[Given passage]:
● ● ● ●

While the Illustrated Sydney News proclaimed it a truly wonderful feat, performed with the greatest coolness and consummate ability, not all of Sydney’s press were so enthusiastic. The Sydney Mail questioned the worth of such a performance beyond the profits made, commenting that it was, “…a mystery to many minds why such large concourses of people should gather together to witness a spectacle which has so little intrinsic merit. There is nothing about it to charm the taste or delight the fancy.”[9]
Despite the criticism, L’Estrange performed at least once more at Middle Harbour, although crowds were down to a few hundred, requiring only four steamers to transport them. The same night he was guest of honour at a testimonial dinner held at the Victoria Theatre where The Young Australian Band played “The Blondin March”, a piece composed specially by their conductor Mr J. Devlin. He was presented with a large gold star, engraved with a scene of his latest triumph, the date of his public performance. Measuring 3 inches (76 mm) across, it was centred with a 1½ carat diamond and suspended by a blue ribbon to a clasp featuring the Australian coat of arms in silver. An illuminated address and a bag of sovereigns, collected from his admirers, were also given.[10] L’Estrange thereafter took his show on the road, going first to Brisbane in May 1877,[6] and reportedly afterwards to Singapore, England and America.[1]

Ballooning

In April 1878, L’Estrange reappeared on the Australian scene with a new performance – gas ballooning. The first balloon ascent in Australia had been made in Melbourne in 1853, with Sydney following five years later in December 1858. The idea that people could be lifted from the ground to fly and return safely fired the imagination of the public, and the novelty of balloon ascents continued to draw large crowds through the 1860s and 1870s. No doubt the very real chance of disaster and injury added to the crowd’s keen interest, as mishaps were not uncommon.

● ● ● ●

Stored data entries:

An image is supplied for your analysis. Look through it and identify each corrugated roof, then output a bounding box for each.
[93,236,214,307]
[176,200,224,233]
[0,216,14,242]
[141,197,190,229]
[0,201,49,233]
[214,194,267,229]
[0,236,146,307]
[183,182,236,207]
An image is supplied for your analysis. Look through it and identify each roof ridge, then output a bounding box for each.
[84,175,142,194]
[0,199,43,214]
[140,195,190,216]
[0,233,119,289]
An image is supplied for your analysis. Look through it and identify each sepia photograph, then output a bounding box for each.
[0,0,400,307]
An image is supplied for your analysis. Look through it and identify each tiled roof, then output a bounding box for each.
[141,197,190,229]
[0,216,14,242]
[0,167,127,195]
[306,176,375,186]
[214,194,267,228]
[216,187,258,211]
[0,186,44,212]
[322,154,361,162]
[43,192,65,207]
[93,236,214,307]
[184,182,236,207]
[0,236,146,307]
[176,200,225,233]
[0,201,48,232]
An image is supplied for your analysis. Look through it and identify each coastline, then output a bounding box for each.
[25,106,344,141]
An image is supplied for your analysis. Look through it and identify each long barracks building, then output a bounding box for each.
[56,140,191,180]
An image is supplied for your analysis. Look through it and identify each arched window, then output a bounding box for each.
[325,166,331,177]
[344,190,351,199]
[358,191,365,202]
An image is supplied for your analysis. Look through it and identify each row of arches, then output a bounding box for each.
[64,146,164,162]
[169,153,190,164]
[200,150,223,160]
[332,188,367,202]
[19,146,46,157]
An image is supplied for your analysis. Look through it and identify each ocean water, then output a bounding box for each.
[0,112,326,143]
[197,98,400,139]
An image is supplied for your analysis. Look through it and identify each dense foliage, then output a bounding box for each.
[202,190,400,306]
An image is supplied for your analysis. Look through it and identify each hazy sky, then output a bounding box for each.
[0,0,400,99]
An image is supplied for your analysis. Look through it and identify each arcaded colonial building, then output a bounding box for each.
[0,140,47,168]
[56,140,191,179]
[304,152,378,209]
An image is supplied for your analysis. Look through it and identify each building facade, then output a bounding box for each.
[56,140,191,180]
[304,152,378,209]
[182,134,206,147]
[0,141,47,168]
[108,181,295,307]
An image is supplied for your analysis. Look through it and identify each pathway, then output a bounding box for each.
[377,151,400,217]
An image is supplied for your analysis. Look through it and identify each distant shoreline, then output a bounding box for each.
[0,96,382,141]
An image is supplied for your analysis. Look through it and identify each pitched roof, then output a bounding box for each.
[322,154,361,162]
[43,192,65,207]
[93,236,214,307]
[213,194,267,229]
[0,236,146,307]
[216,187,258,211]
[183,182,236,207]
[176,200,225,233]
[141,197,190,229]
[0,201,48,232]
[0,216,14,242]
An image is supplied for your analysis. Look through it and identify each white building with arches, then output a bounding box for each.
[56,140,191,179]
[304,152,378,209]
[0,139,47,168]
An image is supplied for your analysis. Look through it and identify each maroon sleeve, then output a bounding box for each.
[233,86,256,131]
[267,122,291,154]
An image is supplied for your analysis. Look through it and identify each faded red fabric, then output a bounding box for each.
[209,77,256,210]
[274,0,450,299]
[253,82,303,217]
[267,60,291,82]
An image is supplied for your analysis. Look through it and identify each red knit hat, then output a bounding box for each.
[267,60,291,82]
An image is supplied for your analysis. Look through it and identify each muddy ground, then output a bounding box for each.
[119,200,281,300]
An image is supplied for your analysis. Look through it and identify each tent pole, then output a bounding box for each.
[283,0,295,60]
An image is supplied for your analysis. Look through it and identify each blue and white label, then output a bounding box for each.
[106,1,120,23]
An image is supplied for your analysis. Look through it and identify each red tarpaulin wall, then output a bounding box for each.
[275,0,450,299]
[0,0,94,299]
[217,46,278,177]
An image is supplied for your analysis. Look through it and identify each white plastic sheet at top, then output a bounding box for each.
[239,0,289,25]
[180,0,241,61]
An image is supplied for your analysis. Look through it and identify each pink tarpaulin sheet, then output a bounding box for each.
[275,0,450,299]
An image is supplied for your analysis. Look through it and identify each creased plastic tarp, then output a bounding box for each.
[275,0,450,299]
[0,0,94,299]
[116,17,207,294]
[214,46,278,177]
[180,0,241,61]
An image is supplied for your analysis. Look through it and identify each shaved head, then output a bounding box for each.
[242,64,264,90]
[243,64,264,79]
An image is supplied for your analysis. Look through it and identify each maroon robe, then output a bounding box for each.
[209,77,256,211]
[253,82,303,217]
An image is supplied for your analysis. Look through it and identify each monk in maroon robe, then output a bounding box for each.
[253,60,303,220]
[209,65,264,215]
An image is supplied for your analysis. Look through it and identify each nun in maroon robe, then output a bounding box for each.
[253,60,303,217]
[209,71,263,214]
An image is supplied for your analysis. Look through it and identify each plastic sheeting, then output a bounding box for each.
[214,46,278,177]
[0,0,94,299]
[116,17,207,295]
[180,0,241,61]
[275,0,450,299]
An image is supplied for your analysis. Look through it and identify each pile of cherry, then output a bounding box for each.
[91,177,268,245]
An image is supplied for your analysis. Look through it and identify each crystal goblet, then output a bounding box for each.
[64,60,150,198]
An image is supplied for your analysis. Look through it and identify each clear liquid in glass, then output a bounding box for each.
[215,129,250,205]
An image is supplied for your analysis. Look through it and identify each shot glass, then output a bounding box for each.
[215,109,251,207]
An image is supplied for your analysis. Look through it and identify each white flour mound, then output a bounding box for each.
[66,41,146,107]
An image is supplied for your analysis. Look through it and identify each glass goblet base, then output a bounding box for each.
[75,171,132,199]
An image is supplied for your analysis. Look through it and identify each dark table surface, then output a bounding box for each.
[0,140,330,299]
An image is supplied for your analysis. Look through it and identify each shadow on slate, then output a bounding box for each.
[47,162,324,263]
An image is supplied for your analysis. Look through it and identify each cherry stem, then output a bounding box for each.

● ● ● ●

[Short problem]:
Translate into Spanish the following sentence from the passage on L’Estrange: "The first balloon ascent in Australia had been made in Melbourne in 1853, with Sydney following five years later in December 1858."

[Response]:
El primer ascenso en globo en Australia se había realizado en Melbourne en 1853, y Sídney lo siguió cinco años más tarde, en diciembre de 1858.